▸ Rows:
========================================
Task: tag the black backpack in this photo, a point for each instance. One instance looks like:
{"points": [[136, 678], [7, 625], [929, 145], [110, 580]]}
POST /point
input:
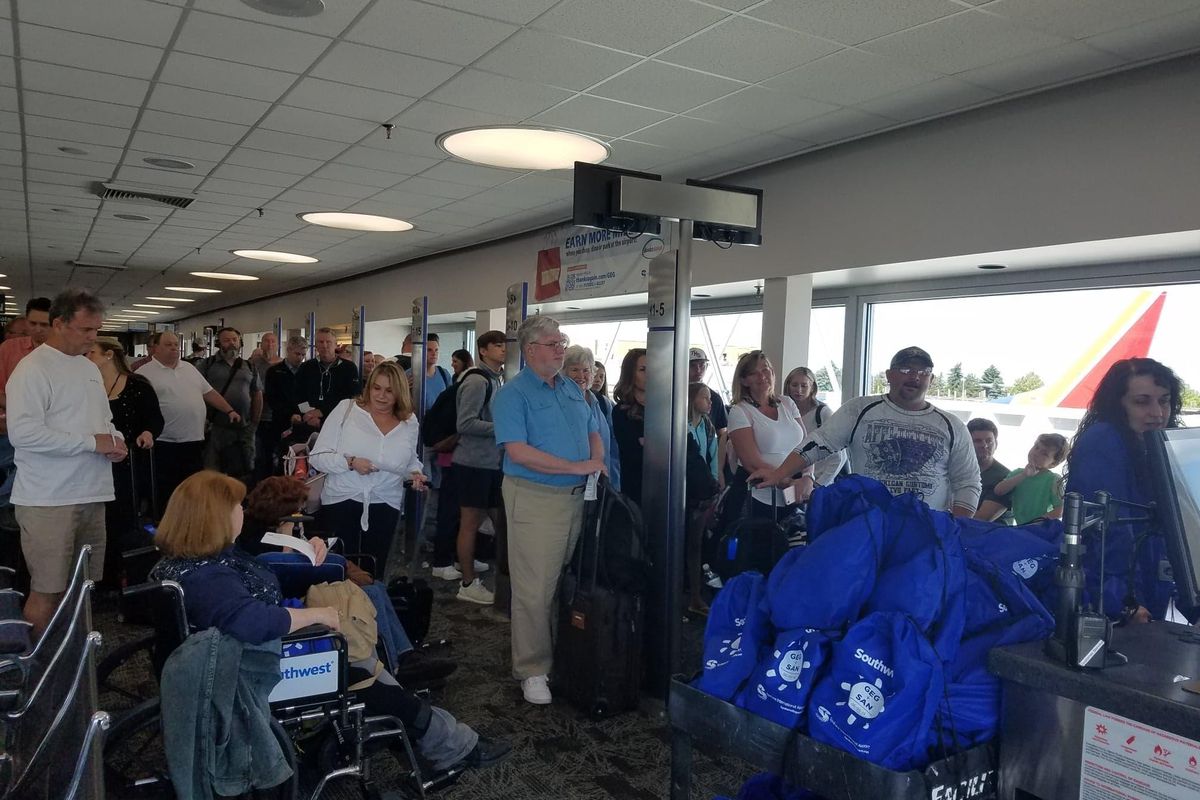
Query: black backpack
{"points": [[439, 428]]}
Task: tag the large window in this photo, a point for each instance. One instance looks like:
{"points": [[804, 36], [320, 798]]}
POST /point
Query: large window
{"points": [[1030, 362]]}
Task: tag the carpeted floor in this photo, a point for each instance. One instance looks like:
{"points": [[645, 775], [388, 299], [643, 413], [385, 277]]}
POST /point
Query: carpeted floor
{"points": [[557, 752]]}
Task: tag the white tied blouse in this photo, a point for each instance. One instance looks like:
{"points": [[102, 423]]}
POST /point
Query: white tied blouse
{"points": [[349, 431]]}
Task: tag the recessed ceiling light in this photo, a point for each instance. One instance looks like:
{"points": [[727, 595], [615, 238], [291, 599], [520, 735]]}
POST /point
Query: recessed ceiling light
{"points": [[169, 163], [223, 276], [274, 256], [355, 221], [515, 146], [287, 7]]}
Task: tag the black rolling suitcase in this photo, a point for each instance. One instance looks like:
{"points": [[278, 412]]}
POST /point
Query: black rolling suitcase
{"points": [[598, 656]]}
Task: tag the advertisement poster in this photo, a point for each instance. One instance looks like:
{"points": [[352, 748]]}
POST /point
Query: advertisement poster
{"points": [[577, 263]]}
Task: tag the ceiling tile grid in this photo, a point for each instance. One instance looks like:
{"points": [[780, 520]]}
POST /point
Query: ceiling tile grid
{"points": [[286, 114]]}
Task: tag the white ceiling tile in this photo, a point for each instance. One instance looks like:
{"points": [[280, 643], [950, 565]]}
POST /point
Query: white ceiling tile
{"points": [[1080, 20], [316, 124], [339, 188], [929, 100], [598, 115], [204, 130], [953, 44], [484, 91], [293, 144], [279, 162], [850, 77], [76, 108], [666, 86], [514, 11], [843, 124], [424, 186], [761, 109], [469, 174], [539, 56], [346, 100], [851, 23], [642, 26], [245, 42], [55, 79], [195, 102], [88, 52], [330, 22], [178, 146], [359, 175], [636, 155], [225, 77], [1175, 34], [383, 70], [429, 31], [1056, 64], [748, 49], [75, 133], [130, 20], [436, 118], [693, 136]]}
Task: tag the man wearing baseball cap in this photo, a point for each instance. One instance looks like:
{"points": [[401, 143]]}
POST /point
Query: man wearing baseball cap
{"points": [[697, 366], [899, 439]]}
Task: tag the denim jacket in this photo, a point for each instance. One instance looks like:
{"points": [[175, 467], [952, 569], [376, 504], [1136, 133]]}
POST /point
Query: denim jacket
{"points": [[216, 720]]}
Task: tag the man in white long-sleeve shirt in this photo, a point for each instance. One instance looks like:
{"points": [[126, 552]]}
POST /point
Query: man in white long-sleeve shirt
{"points": [[61, 429], [899, 439]]}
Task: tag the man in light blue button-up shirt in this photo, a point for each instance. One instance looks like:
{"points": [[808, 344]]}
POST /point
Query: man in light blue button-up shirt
{"points": [[551, 444]]}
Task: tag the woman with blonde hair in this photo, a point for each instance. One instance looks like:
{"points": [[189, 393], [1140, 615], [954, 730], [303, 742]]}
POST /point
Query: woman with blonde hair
{"points": [[367, 447]]}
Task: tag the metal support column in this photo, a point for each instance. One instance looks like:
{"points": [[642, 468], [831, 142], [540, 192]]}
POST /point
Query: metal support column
{"points": [[666, 439]]}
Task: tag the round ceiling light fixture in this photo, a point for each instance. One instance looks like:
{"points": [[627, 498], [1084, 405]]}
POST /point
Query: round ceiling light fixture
{"points": [[523, 146], [168, 163], [287, 7], [348, 221], [274, 256], [223, 276]]}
========================================
▸ Set problem: Reproduce the data verbatim, starting at the line that contains "Task: tag the metal" and continuing through the last line of the data.

▸ Finished task:
Task: tag the metal support column in this photo, a point for each instance. One instance looks like:
{"points": [[642, 468], [831, 142], [540, 192]]}
POST /point
Query: metal support column
{"points": [[666, 439]]}
Task: tag the round ceiling light fixture in this photo, a point for each instance. One instance looks like:
{"points": [[627, 498], [1084, 405]]}
POST /point
Query: round ceiling light fixture
{"points": [[523, 146], [168, 163], [287, 7], [348, 221], [274, 256], [223, 276]]}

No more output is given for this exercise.